╔══

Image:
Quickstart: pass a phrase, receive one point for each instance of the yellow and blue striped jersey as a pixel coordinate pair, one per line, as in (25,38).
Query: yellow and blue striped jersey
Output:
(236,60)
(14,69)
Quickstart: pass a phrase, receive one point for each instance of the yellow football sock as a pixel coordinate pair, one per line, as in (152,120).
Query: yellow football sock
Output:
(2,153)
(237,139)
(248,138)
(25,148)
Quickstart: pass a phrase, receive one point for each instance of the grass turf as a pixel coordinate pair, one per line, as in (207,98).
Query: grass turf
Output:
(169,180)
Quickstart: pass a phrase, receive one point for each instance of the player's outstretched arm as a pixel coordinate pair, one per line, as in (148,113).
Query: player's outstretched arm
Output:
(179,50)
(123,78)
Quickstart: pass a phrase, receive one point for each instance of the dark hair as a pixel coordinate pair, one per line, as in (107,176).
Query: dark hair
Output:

╚══
╔══

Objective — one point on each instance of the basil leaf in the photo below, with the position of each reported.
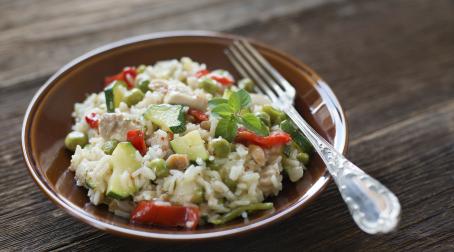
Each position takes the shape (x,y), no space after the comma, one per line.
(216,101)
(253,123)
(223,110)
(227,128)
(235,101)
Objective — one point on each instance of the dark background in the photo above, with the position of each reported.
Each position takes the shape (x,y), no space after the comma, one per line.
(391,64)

╚══
╔══

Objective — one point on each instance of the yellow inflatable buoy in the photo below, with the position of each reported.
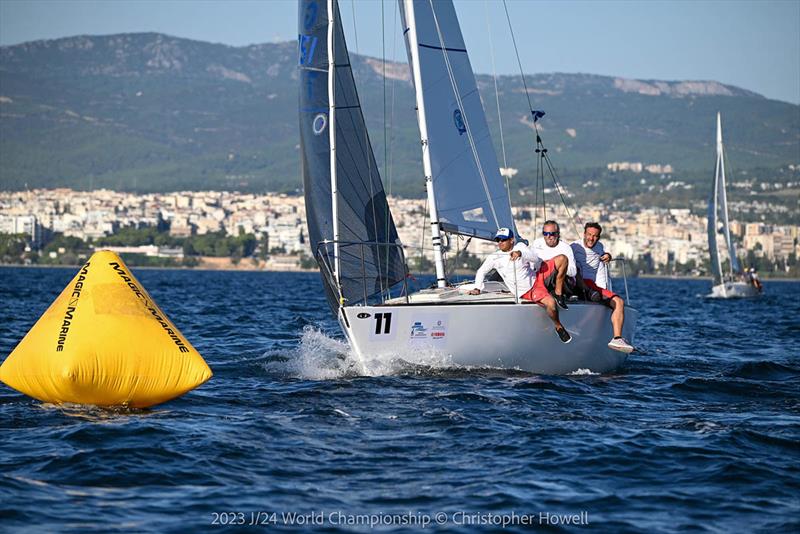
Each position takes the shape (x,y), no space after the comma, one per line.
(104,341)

╚══

> _What you will do_
Gather every line of the listing above that contains the word "jersey", and copy each one. Case matters.

> _Output of the task_
Quickstart: pass a phrase, receive one point for each instance of the yellow and blue striped jersey as a pixel coordinate pair, one per line, as in (25,38).
Query: yellow and blue striped jersey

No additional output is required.